>> start Passage provided

Eric Weissel (;) (1903–1972) was an Australian rugby league footballer,  a state and national representative goal-kicking .  He played his club career in country New South Wales and is considered one of the nation's finest footballers of the 20th century.

Biography and Club career 
Weissel was born in Cootamundra in 1903. He died in 1972.

Weissel played his entire club football career in his home area of the Riverina in southern New South Wales. He rejected offers from Sydney and England clubs, choosing instead to stay in the district he called home, and turned out with five different clubs during an 18-year career: Cootamundra, Temora, Barmedman, Narrandera and Wagga Wagga.  With Cootamundra he was captain during two years when they retained the regional Maher Cup with an unbeaten record. Weissel coached Wagga Magpies to win the Clayton Cup in 1939.

Representative career 
After being selected for New South Wales in 1928, Weissel made his international representative debut against a touring British side that same year, featuring in two Tests. He made the Australian squad for the 1929–30 Kangaroo tour of Great Britain, playing in three Tests and 17 tour matches. He topped the tour scoring tally with five tries and fifty-six goals on the tour. In the First Test at Hull, Weissel featured in the 31-8 Australian victory scoring a try and kicking five goals.

He played in all three Tests of the 1932 Domestic Ashes series against Great Britain, including the brutal "Battle of Brisbane" Test.

Cricketer
Sean Fagan's rl1908.com site quotes a Donald Bradman biography which records that Weissel was playing for a Riverina representative side on 22 November 1926 at the Sydney Cricket Ground against a Southern Districts side in which Bradman was making his SCG debut. Weissel dismissed "the Don" for 43.

>> end Passage provided
>> start Entries shown

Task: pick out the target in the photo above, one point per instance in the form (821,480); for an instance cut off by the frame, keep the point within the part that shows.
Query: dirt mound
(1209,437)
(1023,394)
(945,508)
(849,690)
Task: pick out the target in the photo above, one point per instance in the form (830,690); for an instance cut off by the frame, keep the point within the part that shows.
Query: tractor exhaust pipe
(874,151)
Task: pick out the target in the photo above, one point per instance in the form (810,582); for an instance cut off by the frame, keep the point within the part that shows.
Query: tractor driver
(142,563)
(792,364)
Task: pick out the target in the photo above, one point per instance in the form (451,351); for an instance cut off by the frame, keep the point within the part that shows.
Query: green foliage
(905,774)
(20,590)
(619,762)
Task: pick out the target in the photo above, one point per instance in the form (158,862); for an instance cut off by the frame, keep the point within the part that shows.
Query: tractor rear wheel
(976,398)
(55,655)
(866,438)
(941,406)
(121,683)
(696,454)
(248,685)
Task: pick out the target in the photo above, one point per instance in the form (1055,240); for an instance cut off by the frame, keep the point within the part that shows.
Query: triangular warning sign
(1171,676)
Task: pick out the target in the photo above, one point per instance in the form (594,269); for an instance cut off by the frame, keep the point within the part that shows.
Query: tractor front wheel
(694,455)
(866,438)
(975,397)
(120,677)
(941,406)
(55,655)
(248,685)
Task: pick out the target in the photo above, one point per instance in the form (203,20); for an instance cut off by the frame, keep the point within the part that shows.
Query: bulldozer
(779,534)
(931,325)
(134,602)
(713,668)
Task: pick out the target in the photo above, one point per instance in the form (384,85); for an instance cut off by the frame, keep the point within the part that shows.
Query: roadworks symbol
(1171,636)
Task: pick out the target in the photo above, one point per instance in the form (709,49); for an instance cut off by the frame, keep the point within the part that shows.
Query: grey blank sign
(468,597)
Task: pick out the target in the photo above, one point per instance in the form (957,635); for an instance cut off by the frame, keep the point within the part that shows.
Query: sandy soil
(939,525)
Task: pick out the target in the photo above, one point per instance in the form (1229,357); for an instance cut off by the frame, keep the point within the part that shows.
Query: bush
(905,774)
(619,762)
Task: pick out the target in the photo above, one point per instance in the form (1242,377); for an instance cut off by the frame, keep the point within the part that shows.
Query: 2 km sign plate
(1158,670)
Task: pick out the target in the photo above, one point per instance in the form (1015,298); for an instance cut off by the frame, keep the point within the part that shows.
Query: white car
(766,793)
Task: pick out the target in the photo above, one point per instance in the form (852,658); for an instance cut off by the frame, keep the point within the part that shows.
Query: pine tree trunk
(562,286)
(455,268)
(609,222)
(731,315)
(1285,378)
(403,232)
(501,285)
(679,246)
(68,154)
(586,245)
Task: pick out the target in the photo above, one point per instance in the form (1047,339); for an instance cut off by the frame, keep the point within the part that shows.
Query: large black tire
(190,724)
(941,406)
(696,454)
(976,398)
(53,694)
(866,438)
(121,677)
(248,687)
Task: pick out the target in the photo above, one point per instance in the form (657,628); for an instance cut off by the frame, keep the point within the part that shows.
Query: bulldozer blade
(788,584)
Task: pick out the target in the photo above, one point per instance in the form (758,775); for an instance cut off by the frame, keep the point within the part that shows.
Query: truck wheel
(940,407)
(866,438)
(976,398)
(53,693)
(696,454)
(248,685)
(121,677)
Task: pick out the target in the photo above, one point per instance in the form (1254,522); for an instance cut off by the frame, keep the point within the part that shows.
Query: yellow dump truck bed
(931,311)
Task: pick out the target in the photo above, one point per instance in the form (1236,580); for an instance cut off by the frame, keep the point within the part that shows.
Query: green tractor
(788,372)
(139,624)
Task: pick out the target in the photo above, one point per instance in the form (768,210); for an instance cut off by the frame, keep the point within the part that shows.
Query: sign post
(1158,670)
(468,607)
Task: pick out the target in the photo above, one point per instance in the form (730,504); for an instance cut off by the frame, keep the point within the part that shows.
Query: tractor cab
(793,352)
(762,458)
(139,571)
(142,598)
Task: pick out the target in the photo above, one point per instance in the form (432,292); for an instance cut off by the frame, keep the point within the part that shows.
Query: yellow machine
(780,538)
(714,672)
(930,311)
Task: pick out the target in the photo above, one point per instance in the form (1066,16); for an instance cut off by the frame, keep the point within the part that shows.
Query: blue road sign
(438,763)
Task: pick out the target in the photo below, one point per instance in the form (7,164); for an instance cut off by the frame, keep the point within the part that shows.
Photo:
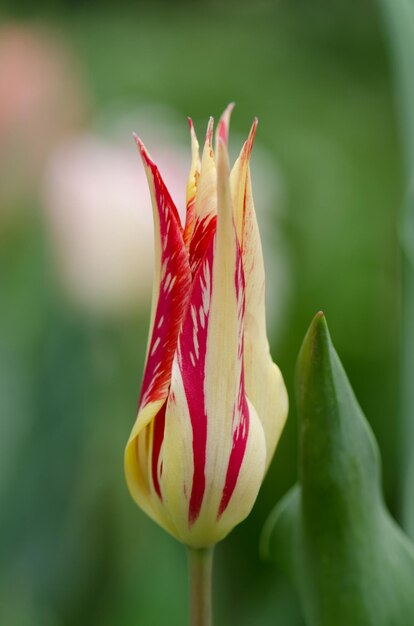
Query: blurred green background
(76,78)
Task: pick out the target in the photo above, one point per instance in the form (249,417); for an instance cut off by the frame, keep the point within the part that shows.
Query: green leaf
(350,562)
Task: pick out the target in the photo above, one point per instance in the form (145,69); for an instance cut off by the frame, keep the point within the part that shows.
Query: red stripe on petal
(202,236)
(174,289)
(157,439)
(241,418)
(192,348)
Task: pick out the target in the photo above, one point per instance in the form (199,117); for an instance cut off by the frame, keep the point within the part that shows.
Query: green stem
(200,564)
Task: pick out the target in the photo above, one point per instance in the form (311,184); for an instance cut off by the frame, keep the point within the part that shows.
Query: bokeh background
(76,78)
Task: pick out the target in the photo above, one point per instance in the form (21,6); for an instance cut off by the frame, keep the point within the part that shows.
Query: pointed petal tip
(224,123)
(142,149)
(209,133)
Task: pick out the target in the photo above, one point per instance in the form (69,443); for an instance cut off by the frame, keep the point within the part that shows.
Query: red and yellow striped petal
(264,383)
(172,285)
(214,448)
(205,205)
(192,185)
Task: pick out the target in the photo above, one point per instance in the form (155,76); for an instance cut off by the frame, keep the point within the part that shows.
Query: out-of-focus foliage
(73,547)
(399,18)
(332,533)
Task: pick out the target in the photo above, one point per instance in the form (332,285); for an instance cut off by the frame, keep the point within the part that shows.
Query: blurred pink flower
(41,102)
(99,210)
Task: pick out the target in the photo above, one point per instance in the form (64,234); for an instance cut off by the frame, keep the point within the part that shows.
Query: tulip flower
(213,403)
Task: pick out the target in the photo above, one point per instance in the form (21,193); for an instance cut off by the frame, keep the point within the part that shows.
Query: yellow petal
(264,383)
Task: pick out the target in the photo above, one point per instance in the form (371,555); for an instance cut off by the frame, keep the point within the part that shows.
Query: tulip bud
(213,404)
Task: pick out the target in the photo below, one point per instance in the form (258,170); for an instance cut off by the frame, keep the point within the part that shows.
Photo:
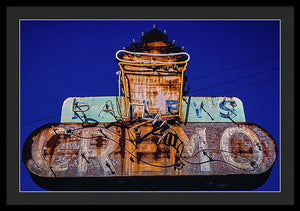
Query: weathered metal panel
(212,109)
(194,109)
(100,109)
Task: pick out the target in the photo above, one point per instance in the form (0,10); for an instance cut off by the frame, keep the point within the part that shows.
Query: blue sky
(61,59)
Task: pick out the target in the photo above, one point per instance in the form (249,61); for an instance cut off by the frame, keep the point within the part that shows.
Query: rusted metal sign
(153,137)
(194,109)
(73,150)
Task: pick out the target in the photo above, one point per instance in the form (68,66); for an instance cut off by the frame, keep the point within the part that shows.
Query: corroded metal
(152,79)
(66,150)
(153,137)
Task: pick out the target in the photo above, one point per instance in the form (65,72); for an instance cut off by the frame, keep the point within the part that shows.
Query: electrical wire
(231,68)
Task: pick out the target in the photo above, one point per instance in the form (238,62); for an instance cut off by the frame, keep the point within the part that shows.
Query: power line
(50,117)
(230,81)
(234,67)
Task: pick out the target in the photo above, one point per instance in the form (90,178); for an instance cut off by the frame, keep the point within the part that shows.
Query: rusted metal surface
(71,150)
(152,75)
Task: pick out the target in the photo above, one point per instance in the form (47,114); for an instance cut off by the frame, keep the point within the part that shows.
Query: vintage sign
(74,150)
(194,109)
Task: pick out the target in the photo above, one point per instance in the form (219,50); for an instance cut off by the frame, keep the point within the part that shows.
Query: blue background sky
(61,59)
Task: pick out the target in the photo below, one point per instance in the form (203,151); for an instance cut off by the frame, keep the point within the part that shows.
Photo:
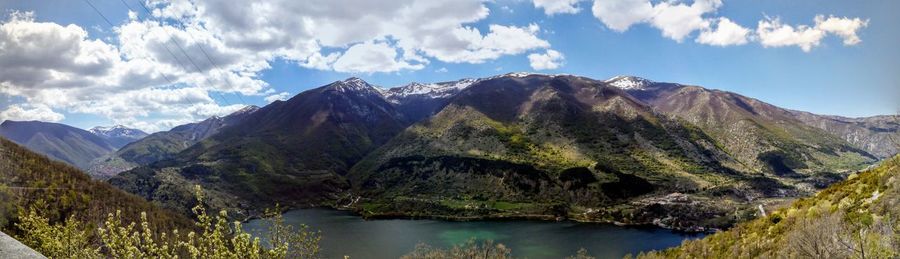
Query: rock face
(61,142)
(762,137)
(163,145)
(879,135)
(293,152)
(626,150)
(12,248)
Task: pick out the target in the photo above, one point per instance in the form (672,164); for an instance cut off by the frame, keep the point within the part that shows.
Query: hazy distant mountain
(57,141)
(763,137)
(163,145)
(627,149)
(293,152)
(118,136)
(879,135)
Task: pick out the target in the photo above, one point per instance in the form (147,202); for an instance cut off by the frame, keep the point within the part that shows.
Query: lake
(344,233)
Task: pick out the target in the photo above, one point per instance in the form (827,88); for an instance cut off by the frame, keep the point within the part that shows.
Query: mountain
(61,142)
(855,218)
(163,145)
(557,146)
(293,152)
(879,135)
(418,101)
(61,191)
(118,136)
(761,136)
(625,150)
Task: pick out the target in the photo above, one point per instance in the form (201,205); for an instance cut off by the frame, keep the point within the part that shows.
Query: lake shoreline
(346,232)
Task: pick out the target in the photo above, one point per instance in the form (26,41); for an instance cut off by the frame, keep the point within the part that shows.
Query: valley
(525,146)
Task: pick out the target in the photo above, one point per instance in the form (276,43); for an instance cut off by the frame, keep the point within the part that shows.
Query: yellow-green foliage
(855,218)
(214,237)
(468,250)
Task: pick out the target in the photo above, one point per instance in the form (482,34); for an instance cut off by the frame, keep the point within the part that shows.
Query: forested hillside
(856,218)
(58,191)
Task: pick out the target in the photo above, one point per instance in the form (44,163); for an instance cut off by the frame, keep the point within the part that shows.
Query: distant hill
(118,136)
(58,141)
(293,152)
(855,218)
(27,177)
(625,150)
(763,137)
(163,145)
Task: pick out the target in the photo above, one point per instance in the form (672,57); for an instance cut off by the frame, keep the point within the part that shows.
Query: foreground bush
(214,237)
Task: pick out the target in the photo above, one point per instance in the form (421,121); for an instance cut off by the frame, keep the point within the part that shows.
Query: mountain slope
(294,152)
(550,146)
(61,142)
(63,191)
(163,145)
(118,136)
(879,135)
(856,218)
(419,101)
(763,137)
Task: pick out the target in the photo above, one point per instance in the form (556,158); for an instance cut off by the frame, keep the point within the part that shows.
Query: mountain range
(61,142)
(77,147)
(517,145)
(855,218)
(118,136)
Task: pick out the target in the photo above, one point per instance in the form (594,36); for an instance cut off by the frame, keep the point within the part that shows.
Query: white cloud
(619,15)
(278,97)
(552,7)
(772,33)
(550,60)
(468,45)
(677,20)
(133,75)
(726,33)
(371,57)
(842,26)
(40,113)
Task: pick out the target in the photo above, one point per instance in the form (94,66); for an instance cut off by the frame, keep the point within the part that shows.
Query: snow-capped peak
(629,82)
(355,85)
(431,90)
(246,110)
(116,131)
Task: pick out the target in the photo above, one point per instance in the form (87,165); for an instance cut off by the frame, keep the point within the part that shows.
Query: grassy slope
(26,177)
(867,201)
(562,147)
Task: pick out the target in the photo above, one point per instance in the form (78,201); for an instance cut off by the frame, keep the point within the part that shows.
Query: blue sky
(858,79)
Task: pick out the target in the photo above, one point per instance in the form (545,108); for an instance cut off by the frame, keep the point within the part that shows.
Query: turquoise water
(347,234)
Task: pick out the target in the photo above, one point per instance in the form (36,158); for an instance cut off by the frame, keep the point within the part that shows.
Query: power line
(172,39)
(164,45)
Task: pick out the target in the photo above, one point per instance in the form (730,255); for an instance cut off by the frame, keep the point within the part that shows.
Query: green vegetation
(216,238)
(60,192)
(474,250)
(855,218)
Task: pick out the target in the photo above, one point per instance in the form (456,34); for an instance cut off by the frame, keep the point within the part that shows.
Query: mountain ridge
(568,146)
(61,142)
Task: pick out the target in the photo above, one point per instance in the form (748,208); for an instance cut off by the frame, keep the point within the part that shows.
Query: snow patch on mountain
(629,82)
(429,90)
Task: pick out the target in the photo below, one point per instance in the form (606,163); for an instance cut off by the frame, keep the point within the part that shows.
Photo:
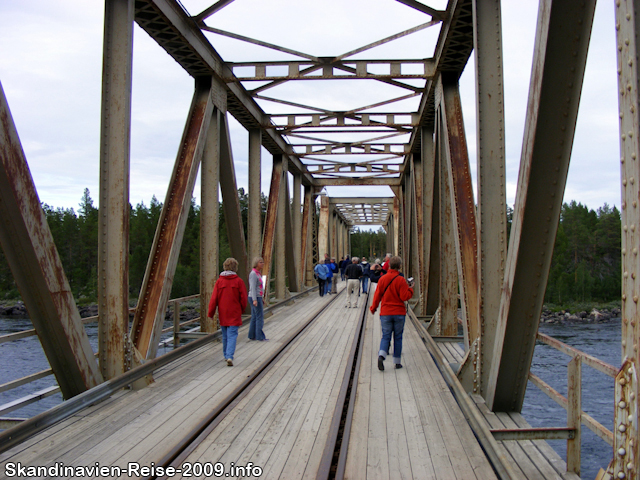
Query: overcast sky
(51,64)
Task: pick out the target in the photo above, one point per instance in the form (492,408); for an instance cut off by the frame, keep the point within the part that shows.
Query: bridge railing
(572,403)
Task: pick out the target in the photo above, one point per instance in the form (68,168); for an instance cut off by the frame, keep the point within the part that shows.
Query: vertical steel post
(306,252)
(448,264)
(628,43)
(574,412)
(283,200)
(231,203)
(163,259)
(268,237)
(323,231)
(254,227)
(113,228)
(492,205)
(562,41)
(296,223)
(28,246)
(209,220)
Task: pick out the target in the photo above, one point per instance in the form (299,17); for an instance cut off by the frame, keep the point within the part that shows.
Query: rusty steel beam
(431,159)
(628,43)
(113,228)
(290,256)
(268,237)
(281,234)
(448,299)
(323,228)
(296,219)
(231,203)
(169,25)
(210,219)
(492,205)
(163,259)
(305,237)
(562,41)
(254,227)
(37,269)
(464,218)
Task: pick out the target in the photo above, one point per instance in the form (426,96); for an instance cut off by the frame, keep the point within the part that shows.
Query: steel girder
(210,219)
(158,278)
(113,228)
(626,439)
(37,269)
(231,204)
(268,237)
(562,41)
(491,212)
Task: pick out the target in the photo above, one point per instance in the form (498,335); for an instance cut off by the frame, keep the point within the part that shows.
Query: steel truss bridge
(412,140)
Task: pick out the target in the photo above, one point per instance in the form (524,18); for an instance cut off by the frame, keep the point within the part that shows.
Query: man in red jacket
(392,290)
(230,298)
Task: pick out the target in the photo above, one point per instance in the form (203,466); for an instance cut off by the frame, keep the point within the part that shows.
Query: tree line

>> end Entries shown

* **Your tasks**
**a.** From the passage on Eric Weissel, list the clubs he played for during his 18-year career.
**b.** Gather every line of the entries that contains the string "tractor", treating case as significant.

* **Solutions for each task**
**a.** Cootamundra, Temora, Barmedman, Narrandera, Wagga Wagga

**b.**
Query: tractor exhaust pipe
Query: tractor driver
Query: tractor rear wheel
Query: tractor front wheel
Query: green tractor
Query: tractor cab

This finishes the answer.